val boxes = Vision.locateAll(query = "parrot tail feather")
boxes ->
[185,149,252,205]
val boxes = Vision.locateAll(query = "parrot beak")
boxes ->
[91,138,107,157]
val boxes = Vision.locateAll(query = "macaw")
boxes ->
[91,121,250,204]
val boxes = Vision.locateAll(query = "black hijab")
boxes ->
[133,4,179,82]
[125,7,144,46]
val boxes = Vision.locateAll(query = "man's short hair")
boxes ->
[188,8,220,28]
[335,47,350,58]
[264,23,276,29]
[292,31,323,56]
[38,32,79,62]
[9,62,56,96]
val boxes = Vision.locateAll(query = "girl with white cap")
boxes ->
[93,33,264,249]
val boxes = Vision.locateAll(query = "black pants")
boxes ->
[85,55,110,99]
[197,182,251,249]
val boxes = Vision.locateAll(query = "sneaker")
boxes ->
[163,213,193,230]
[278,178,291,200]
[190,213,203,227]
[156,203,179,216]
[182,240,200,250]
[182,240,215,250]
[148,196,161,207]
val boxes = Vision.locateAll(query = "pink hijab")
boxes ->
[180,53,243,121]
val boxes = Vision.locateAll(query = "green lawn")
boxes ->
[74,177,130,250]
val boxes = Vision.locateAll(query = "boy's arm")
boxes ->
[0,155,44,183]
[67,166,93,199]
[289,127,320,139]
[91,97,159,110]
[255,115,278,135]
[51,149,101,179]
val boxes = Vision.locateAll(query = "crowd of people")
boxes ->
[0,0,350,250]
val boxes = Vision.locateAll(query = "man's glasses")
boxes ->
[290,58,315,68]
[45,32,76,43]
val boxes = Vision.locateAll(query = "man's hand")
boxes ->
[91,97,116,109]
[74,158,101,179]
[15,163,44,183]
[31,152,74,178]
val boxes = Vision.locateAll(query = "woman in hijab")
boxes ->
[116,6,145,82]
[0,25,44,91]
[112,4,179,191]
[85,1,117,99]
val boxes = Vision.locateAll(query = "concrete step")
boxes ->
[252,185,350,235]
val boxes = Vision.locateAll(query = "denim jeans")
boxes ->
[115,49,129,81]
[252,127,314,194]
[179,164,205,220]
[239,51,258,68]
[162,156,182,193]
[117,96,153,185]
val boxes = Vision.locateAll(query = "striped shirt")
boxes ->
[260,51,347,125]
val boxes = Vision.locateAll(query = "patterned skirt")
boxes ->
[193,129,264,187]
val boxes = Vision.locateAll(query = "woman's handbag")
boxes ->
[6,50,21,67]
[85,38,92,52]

━━━━━━━━━━━━━━━━━━━━

EXERCISE BRIEF> Please copy all of the rows above line for line, changing nothing.

SOLUTION TO THIS TASK>
val boxes = Vision.locateAll(query = "parrot tail feather")
boxes ->
[185,149,252,205]
val boxes = Vision.locateAll(query = "parrot beak")
boxes ->
[91,138,107,157]
val boxes = Vision.locateAll(query = "macaw")
boxes ->
[91,121,250,204]
val boxes = Vision.locateAll(query = "black hijab")
boxes ->
[133,4,179,82]
[125,7,144,46]
val boxes = Vision.locateAll(query = "man's short hair")
boxes ->
[188,8,220,28]
[335,47,350,58]
[264,23,276,29]
[292,31,323,56]
[38,32,79,62]
[9,62,56,96]
val boxes = Vision.locateAll(query = "girl with white cap")
boxes ->
[93,33,264,249]
val boxes = Vision.locateAll(query = "black pants")
boxes ->
[85,55,110,99]
[197,182,251,249]
val boxes = Vision.locateAll(query = "sneaker")
boxes ->
[163,213,193,230]
[278,178,291,200]
[190,213,203,227]
[156,203,179,216]
[182,240,200,250]
[182,240,215,250]
[148,196,161,207]
val boxes = Vision.locateAll(query = "pink hijab")
boxes ->
[180,53,243,121]
val boxes = Vision.locateAll(query = "green lawn")
boxes ->
[74,177,130,250]
val boxes = Vision.locateAll(query = "boy's arm")
boxes ->
[0,155,44,183]
[67,166,93,199]
[289,127,320,139]
[91,97,159,110]
[255,115,278,135]
[51,149,101,179]
val boxes = Vision.locateAll(query = "crowd of people")
boxes ->
[0,0,350,250]
val boxes = Vision.locateAll(query = "man's glasses")
boxes ->
[290,58,315,68]
[45,32,76,43]
val boxes = Vision.locateAll(query = "man's hand")
boxes ->
[91,97,116,109]
[74,158,101,179]
[15,163,44,183]
[31,152,74,178]
val boxes = Vision.locateAll(query = "woman in hijab")
boxes ->
[116,6,145,82]
[0,25,44,91]
[112,4,179,191]
[85,1,117,99]
val boxes = Vision.locateAll(query = "concrete step")
boxes ->
[252,185,350,235]
val boxes = Vision.locateAll(query = "denim jeans")
boxes ->
[115,49,129,81]
[252,127,314,194]
[179,164,205,220]
[239,51,258,68]
[162,156,182,193]
[117,96,153,185]
val boxes = Vision.locateAll(query = "striped shirt")
boxes ->
[260,51,347,125]
val boxes = Vision.locateAll(query = "patterned skirt")
boxes ->
[193,129,264,187]
val boxes = Vision.locateAll(query = "woman's handbag")
boxes ->
[6,50,21,67]
[85,38,92,52]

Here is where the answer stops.